— START Stored data —
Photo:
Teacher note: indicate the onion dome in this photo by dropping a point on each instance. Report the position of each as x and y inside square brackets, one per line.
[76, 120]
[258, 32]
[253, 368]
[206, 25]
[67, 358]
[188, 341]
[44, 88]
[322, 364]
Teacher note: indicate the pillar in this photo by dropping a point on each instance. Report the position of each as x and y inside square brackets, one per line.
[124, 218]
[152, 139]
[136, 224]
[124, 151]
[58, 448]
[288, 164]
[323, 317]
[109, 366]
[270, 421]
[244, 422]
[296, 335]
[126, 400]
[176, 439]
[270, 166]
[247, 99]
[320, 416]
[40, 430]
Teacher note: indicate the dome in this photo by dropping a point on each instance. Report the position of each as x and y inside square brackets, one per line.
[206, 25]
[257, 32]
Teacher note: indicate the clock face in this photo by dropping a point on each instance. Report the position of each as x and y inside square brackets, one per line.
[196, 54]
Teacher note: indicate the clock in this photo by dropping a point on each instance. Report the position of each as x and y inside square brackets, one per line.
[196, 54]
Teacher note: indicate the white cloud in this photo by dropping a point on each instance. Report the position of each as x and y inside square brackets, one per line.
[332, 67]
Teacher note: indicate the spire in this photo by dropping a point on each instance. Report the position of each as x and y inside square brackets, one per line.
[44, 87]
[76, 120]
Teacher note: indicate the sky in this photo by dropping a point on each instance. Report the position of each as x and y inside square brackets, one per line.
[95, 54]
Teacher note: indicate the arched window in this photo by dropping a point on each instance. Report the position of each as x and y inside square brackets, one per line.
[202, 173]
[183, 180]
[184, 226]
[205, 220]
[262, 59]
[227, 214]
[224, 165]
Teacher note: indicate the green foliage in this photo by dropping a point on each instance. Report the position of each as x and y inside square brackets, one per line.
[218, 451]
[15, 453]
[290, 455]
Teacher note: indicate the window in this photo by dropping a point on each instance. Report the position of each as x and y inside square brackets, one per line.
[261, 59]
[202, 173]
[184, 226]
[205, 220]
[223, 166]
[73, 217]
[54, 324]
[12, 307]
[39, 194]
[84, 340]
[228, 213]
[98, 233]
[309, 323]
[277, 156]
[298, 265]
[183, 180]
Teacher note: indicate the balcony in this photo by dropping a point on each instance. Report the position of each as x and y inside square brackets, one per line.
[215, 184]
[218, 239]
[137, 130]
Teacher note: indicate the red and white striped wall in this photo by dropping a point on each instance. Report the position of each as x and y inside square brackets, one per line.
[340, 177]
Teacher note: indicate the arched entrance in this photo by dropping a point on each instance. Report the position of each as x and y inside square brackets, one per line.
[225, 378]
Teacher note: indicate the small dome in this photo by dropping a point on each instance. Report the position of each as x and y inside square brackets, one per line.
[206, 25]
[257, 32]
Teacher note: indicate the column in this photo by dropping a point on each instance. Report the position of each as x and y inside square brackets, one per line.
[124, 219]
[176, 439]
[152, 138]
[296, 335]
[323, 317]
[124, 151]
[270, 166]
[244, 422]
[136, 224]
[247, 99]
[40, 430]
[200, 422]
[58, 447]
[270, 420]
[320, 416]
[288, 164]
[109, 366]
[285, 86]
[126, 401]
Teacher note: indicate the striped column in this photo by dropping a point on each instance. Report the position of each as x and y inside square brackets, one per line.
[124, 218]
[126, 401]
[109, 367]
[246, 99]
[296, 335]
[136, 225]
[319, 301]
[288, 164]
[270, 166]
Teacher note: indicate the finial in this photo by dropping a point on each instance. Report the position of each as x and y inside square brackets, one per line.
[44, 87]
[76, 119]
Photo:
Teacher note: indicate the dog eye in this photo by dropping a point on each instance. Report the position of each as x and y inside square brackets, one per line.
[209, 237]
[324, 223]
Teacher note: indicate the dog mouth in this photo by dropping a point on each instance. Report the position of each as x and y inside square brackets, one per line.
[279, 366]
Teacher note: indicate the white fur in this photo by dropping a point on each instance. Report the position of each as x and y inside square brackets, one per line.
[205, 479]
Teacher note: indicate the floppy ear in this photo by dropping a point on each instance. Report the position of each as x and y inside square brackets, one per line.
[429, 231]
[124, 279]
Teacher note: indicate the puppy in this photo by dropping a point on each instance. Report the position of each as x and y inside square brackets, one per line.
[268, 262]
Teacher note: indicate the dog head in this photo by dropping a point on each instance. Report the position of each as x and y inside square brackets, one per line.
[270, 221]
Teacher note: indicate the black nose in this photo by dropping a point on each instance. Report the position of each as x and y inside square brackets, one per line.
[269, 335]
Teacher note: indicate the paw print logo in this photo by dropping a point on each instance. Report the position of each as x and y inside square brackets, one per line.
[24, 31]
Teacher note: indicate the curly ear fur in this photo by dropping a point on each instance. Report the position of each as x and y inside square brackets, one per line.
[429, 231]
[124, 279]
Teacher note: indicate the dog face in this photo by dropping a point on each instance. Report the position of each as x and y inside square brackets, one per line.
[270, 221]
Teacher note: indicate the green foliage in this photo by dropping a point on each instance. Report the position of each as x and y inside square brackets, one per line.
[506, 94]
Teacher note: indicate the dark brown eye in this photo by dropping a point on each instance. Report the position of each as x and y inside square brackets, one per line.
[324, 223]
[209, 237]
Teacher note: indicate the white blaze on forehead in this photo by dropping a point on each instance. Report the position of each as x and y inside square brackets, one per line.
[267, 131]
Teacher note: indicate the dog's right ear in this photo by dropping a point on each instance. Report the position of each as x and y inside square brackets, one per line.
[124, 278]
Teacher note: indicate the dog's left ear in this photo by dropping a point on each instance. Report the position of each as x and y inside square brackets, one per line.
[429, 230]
— END Stored data —
§ **Objective**:
Rewrite all of the entries above, replacing "dropping a point" with "placing a marker" wherever it occurs and leaving everything else unaltered.

§ **The completed task**:
Photo:
Teacher note: indicate the onion dome in this photo by placing a marker on each instance. Report the position of each as x and y inside square brackets, one per line.
[76, 120]
[258, 32]
[253, 368]
[206, 25]
[67, 358]
[188, 341]
[44, 88]
[322, 364]
Teacher note: indicate the pillar in this photo by placing a marker on each instance. Report the position of each as x and y inside square brackets, one per line.
[124, 218]
[152, 139]
[136, 224]
[124, 151]
[58, 448]
[288, 164]
[323, 317]
[109, 366]
[270, 421]
[244, 422]
[296, 335]
[126, 400]
[176, 439]
[270, 166]
[247, 99]
[320, 416]
[40, 430]
Teacher note: indicate the dome in this photo by placing a marker on each instance. Report the position of each as x and y inside square brackets, one per line.
[206, 25]
[257, 32]
Teacher note: indicate the clock face in this photo by placing a marker on each instance. Report the position of each as x and y inside square brackets, one per line.
[196, 54]
Teacher note: indicate the clock in this photo by placing a marker on each instance. Report the position of each as x and y inside square brackets, one per line.
[196, 54]
Teacher note: indicate the white cloud in this photo by placing a marker on each instance. Report the position of each as x and y inside square brackets, one per line.
[332, 67]
Teacher note: indicate the spire in this photo by placing a marker on each instance. Report the position of each as x and y inside square brackets, one per line.
[44, 87]
[76, 120]
Teacher note: indicate the sky in this photo by placing a marker on each instance. Report the position of each as x and y inside square brackets, one per line.
[95, 54]
Teacher note: indicate the arched window in this photo by placing a marker on each instance. Report the position of each as x and y inside square brackets, one per line.
[202, 173]
[183, 180]
[184, 226]
[205, 220]
[262, 59]
[227, 214]
[224, 165]
Teacher note: indicate the green foliage in this photo by placing a marker on each instance. Report the position of each as x and y inside square brackets, one per line.
[218, 451]
[15, 453]
[290, 455]
Teacher note: indicate the window in this photo by placing a marker on each instance. Report the position of each as x and y inside square brackets, one per line.
[261, 59]
[202, 173]
[184, 226]
[205, 220]
[223, 166]
[73, 217]
[54, 324]
[12, 307]
[39, 194]
[84, 340]
[228, 213]
[98, 233]
[309, 323]
[277, 156]
[298, 265]
[183, 180]
Teacher note: indicate the balcony in this photo by placing a marker on each instance. Report the position of each as x and y inside square brackets, one per line.
[215, 184]
[218, 239]
[137, 130]
Teacher note: indicate the red and white striped wall in this photo by placing a marker on each instance. Report the position of each as x and y inside square brackets, one per line.
[340, 177]
Teacher note: indicate the arched entrance in this photo by placing a marker on each instance. Report the position of each as x and y inside square brackets, one per line.
[225, 378]
Teacher note: indicate the small dome in this photo by placing a marker on each instance. Report the position of each as x and y inside square brackets, one per line.
[206, 25]
[257, 32]
Teacher note: indicate the column in this photo by placing a marker on each instance. Report the position of each as x and y inside square brackets, one per line.
[124, 219]
[176, 439]
[152, 138]
[296, 335]
[323, 317]
[124, 151]
[270, 166]
[244, 422]
[136, 224]
[247, 99]
[40, 430]
[200, 422]
[58, 447]
[270, 420]
[320, 416]
[288, 164]
[109, 366]
[285, 86]
[126, 401]
Teacher note: indicate the striped column in this photo by placing a marker on each instance. Report the position of each as x and y inside square brackets, one per line.
[124, 218]
[126, 401]
[109, 367]
[246, 99]
[296, 335]
[136, 225]
[319, 301]
[288, 164]
[270, 166]
Teacher note: indicate the finial in this photo by placing a marker on each instance. Report the position of each as x and y inside square brackets, one per line.
[44, 87]
[76, 119]
Photo:
Teacher note: indicate the dog eye in this photo by placing a marker on each instance. Report the position of each as x and y inside square brackets, one per line.
[209, 237]
[324, 223]
Teacher note: indicate the dog mouth in this photo by placing a marker on each instance. Report the position of each as x and y inside square brackets, one per line.
[279, 366]
Teacher note: indicate the white fur in this photo by placing a marker on each instance. Report the position of each as x and y inside square brackets, one per line.
[205, 479]
Teacher note: indicate the floppy ear in this photo by placing a marker on each instance. Report the position of each as x and y inside square brackets, one per line.
[429, 231]
[124, 279]
Teacher note: indicate the puppy in this photo by placing a marker on each instance. Report the position of each as x and y inside square brackets, one per line.
[268, 262]
Teacher note: indicate the dog head in this photo by placing a marker on each instance. Report the position of each as x and y inside square brackets, one per line.
[270, 221]
Teacher note: indicate the black nose in this photo by placing a marker on each instance. Report the position of each as x and y inside square brackets, one per line.
[269, 335]
Teacher note: indicate the paw print logo in this photo by placing a marker on each instance. Report the position of each as x and y inside square brackets, one per line.
[24, 31]
Teacher note: indicate the curly ear fur in this photo by placing a marker on each instance. Report the position of each as x and y inside square brackets, one per line.
[429, 231]
[124, 279]
Teacher note: indicate the dog face in this photo by placing a marker on each instance. Report the position of each as x and y inside square brackets, one per line.
[270, 221]
Teacher note: indicate the green foliage in this photo by placing a marker on each instance. Report the position of each as x and y inside square brackets, one per line.
[506, 94]
Teacher note: indicate the dark brown eye in this photo by placing a marker on each instance. Report the position of each as x and y inside square brackets, one per line.
[324, 223]
[209, 237]
Teacher note: indicate the white blaze on forehead in this photo by placing a marker on each instance. Report the position of each as x and y inside square brackets, one per line.
[267, 131]
Teacher note: indicate the dog's right ear in this photo by placing a marker on each instance. Report the position of each as x and y inside square brackets, one per line.
[124, 278]
Teacher note: indicate the dog's left ear in this photo by placing a marker on each instance. Report the position of each as x and y inside square brackets, one per line.
[429, 230]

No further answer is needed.